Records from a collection
########################################

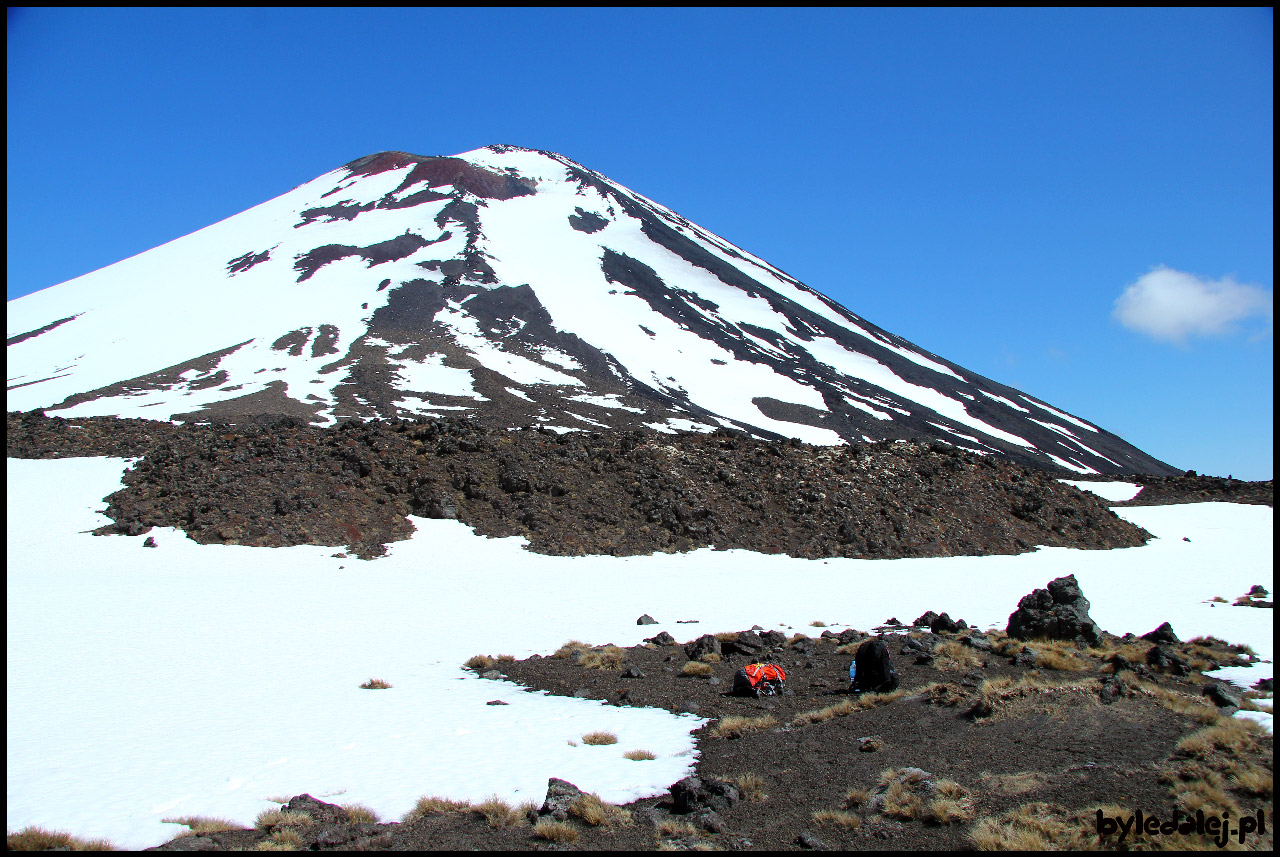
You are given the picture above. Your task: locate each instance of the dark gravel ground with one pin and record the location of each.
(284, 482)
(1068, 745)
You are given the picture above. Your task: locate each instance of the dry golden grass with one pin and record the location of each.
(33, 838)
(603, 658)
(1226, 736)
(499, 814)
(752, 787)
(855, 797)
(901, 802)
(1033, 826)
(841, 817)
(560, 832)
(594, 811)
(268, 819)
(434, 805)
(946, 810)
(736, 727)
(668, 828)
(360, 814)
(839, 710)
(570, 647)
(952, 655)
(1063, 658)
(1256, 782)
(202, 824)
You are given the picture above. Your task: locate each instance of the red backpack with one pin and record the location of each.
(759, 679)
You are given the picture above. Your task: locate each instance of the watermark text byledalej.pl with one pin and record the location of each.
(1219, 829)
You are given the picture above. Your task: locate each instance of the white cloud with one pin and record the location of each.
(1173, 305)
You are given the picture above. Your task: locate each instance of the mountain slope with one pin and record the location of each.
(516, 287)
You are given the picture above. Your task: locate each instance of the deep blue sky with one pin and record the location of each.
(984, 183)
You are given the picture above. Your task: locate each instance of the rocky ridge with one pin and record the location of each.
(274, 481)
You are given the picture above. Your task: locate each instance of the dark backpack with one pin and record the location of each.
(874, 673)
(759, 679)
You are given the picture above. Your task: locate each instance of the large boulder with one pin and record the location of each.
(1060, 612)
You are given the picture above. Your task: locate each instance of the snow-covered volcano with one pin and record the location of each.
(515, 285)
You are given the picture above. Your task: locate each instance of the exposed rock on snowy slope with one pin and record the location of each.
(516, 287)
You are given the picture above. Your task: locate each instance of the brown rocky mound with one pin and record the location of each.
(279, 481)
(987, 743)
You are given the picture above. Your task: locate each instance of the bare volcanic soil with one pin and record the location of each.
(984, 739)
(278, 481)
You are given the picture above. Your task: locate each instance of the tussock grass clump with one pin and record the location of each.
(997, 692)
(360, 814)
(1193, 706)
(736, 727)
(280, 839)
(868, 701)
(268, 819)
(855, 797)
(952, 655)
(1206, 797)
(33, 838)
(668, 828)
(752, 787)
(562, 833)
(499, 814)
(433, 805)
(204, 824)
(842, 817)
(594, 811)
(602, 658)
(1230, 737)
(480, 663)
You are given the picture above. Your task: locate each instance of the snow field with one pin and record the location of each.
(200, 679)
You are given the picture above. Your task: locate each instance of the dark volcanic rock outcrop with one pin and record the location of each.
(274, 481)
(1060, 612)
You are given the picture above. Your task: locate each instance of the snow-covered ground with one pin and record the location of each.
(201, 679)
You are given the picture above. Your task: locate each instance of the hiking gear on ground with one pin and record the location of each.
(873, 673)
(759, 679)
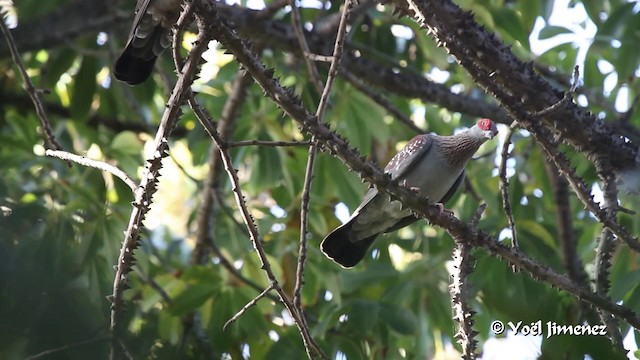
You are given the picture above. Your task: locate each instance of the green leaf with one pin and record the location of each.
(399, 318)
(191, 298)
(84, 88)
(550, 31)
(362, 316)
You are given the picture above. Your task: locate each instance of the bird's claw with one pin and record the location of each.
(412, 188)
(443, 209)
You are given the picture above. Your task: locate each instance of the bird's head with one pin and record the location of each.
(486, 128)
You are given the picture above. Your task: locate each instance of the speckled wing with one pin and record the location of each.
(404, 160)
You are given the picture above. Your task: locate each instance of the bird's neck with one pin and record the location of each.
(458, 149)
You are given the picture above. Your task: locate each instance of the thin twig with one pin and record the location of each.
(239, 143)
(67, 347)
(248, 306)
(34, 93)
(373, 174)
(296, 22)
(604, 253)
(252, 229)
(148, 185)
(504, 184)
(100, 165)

########################################

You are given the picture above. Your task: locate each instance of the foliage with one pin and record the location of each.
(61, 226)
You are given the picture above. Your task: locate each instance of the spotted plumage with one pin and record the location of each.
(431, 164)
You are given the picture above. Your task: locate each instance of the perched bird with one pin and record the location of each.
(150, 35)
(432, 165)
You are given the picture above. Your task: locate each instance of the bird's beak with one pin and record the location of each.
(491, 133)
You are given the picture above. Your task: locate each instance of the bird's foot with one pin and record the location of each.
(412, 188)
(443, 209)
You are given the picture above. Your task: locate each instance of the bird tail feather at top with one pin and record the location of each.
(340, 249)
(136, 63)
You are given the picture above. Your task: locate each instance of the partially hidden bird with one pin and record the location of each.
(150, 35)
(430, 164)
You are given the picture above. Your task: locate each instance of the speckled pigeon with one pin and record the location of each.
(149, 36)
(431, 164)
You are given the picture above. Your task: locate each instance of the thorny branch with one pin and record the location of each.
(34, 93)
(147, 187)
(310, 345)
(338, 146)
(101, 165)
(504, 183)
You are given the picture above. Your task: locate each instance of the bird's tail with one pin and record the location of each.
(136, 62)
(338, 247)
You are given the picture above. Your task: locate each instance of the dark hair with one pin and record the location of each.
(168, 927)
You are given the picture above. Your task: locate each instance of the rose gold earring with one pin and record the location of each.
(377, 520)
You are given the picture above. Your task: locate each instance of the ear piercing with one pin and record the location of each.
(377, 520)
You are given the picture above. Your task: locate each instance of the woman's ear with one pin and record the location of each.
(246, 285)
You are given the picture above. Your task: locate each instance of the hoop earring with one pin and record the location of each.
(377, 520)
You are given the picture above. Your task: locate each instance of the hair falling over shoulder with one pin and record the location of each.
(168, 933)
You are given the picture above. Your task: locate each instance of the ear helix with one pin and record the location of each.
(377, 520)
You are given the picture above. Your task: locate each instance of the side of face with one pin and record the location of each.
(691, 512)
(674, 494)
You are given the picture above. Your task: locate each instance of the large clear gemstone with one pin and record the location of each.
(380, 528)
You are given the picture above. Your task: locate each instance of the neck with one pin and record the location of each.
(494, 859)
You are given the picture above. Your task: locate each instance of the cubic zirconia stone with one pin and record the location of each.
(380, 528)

########################################

Exercise
Write out again the stretch from the line containing "the dark gravel" through the line containing "(1068, 745)", requests included, and scale every point coordinate in the answers by 0.9, rounding to whole numbers with halves going up. Give only those lines.

Completed task
You are given the picture above. Your task: locate each instance of the dark gravel ground with one pin and record the location of each.
(256, 434)
(961, 671)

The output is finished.